━━━ Information given

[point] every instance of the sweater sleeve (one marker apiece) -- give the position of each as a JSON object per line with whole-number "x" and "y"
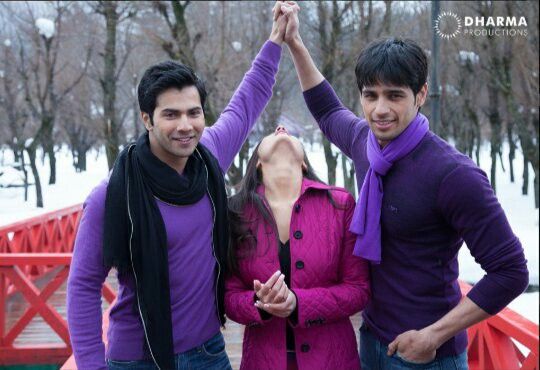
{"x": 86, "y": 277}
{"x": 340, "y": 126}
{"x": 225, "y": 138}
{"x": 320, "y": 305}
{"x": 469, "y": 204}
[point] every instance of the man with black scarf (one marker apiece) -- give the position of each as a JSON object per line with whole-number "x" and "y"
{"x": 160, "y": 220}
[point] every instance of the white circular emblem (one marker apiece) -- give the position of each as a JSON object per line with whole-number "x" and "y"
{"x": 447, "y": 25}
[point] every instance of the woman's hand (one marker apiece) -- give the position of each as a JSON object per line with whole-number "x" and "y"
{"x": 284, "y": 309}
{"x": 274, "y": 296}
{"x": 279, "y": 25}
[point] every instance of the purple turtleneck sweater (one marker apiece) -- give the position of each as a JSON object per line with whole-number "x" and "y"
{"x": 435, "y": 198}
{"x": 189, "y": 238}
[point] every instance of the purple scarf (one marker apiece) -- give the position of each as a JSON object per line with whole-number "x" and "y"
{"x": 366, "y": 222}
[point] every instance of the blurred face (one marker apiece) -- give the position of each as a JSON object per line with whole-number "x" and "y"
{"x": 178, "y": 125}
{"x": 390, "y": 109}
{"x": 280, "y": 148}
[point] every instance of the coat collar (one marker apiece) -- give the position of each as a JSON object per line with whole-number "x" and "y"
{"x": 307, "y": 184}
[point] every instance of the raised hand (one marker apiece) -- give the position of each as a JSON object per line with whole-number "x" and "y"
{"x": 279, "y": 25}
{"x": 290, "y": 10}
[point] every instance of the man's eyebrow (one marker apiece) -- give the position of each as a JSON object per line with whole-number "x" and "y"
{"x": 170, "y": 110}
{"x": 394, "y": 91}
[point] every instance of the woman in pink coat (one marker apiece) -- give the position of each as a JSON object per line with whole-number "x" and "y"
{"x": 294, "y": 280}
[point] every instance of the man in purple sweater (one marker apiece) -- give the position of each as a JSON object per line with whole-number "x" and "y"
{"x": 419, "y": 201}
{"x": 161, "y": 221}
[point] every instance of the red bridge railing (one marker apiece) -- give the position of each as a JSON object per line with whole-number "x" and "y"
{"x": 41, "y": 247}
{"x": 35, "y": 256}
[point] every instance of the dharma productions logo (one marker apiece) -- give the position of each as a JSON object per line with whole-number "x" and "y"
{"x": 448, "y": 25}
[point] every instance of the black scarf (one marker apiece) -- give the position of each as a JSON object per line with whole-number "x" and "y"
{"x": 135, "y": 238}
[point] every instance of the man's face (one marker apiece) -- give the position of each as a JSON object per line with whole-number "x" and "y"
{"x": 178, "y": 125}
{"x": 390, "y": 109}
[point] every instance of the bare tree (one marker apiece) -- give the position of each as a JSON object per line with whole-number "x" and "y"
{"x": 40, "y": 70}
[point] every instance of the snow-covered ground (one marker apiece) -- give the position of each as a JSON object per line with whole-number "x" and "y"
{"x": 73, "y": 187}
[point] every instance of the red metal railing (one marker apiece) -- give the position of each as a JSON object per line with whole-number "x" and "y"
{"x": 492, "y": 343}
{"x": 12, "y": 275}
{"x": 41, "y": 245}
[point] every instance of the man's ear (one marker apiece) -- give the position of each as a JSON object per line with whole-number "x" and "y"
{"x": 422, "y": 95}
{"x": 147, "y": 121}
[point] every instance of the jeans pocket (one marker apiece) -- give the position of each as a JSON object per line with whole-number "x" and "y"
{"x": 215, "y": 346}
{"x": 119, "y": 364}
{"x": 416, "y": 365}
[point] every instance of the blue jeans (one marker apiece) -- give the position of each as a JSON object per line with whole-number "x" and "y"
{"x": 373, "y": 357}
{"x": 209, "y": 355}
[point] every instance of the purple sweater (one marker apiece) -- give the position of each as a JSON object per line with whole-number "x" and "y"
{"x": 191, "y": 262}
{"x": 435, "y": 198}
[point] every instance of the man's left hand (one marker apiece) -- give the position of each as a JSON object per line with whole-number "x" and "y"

━━━━━━

» **What the exercise asks**
Apart from the pictures, repeat the data above exactly.

» **Written answer**
[point] every instance of the sweater sleeve (one marker apiece) -- give the position of each as a JSON object per line with whole-number "x" and "y"
{"x": 86, "y": 277}
{"x": 340, "y": 126}
{"x": 225, "y": 138}
{"x": 320, "y": 305}
{"x": 469, "y": 204}
[point] every instance of the man with black scarf (one marker apiece) -- give the position of each as a JSON object per line with whole-number "x" and "y"
{"x": 160, "y": 220}
[point] every instance of the white circular emblem (one marker apiece) -- give the position of each as a JSON object per line with whole-number "x" and "y"
{"x": 447, "y": 25}
[point] every instance of the woman's hand (one marker apiece) -- give the position of each as a JSON object per line with whole-number "x" and "y"
{"x": 284, "y": 309}
{"x": 274, "y": 296}
{"x": 279, "y": 25}
[point] every instance of the purple turtleneck sweater (one marker apiece) -- give the position of each as a JSON object per line with whole-number "x" and "y"
{"x": 435, "y": 198}
{"x": 189, "y": 238}
[point] every instance of the purple scarf (one marker apiece) -- give the position of each as a JSON object per line with whole-number "x" and "y"
{"x": 366, "y": 222}
[point] every instance of the blurred face (one marker apiece) -- give the position of each as a JSON object per line with whole-number "x" and "y"
{"x": 178, "y": 125}
{"x": 390, "y": 109}
{"x": 280, "y": 148}
[point] every instance of the coat collar (one marker apiece) -- give the position of each as a JSON object per line with whole-number "x" and "y"
{"x": 307, "y": 184}
[point] every instance of the raised hand (one marker apiece) -- give the position of each as a JSON object per line with whole-number "x" and "y"
{"x": 279, "y": 25}
{"x": 290, "y": 10}
[point] every instance of the man's eyebrow (one marker apiece) -- give the position of each as a JSON object per line with whole-number "x" and "y"
{"x": 170, "y": 110}
{"x": 394, "y": 91}
[point] every instance of the woman in pink coat (one marker apiece) -- give the position of each as a JSON object per line with whole-number "x" and "y"
{"x": 294, "y": 280}
[point] every instance of the man in purple sweater (one marker apiece) -- give the position of each as a JSON object per line with whole-number "x" and "y"
{"x": 419, "y": 201}
{"x": 161, "y": 221}
[point] every instance of the red bridge railing (one marker apiece) -- give the position of each as a JSON object per line with whole-number "x" and "y"
{"x": 41, "y": 247}
{"x": 35, "y": 256}
[point] every instance of the dharma productions logo (one marker apiece) -- give the position of each as a JSON object per line with whole-number "x" and "y"
{"x": 448, "y": 25}
[point] every instance of the black scarf (one marker apiece) -- give the position of each as a JSON object per line with whole-number "x" and "y"
{"x": 135, "y": 238}
[point] every instance of the man's face (one marker apiece) -- give the position of each as a JSON object per line with whole-number "x" and "y"
{"x": 178, "y": 125}
{"x": 390, "y": 109}
[point] every instance of the bare tree (one marker apiece) -- give the position of each as a JSON object per line with whole-number "x" and "y"
{"x": 40, "y": 70}
[point] every instance of the snow-covered ground (one marker apiece) -- give the position of each as a JSON object per line with whole-number "x" and "y"
{"x": 73, "y": 187}
[point] every instance of the red metal railing (one marker apiece) -- give the position of each as a JSON object per line with whole-number "x" and "y"
{"x": 492, "y": 343}
{"x": 12, "y": 275}
{"x": 41, "y": 245}
[point] every instance of the man's ear (one marker apiece) -- give the position of each as a JSON object per line with whole-number "x" and "y"
{"x": 422, "y": 95}
{"x": 147, "y": 121}
[point] every instance of the jeans pocket (one marker apiece) -- give the position of each as a JSON object per line with whole-number "x" and "y"
{"x": 215, "y": 346}
{"x": 119, "y": 364}
{"x": 416, "y": 365}
[point] every instance of the blue jeans (one marker apiece) -- give the position of each as a JSON object per line with whole-number "x" and "y"
{"x": 373, "y": 357}
{"x": 209, "y": 355}
[point] every instance of the purple sweater (one marker apiece) -- give the position of each as a JSON object per line with whole-number "x" and "y"
{"x": 191, "y": 262}
{"x": 435, "y": 198}
[point] every instance of the man's left hand (one marker apiece) -- give the position of each as a JSON object per line with whole-number "x" and "y"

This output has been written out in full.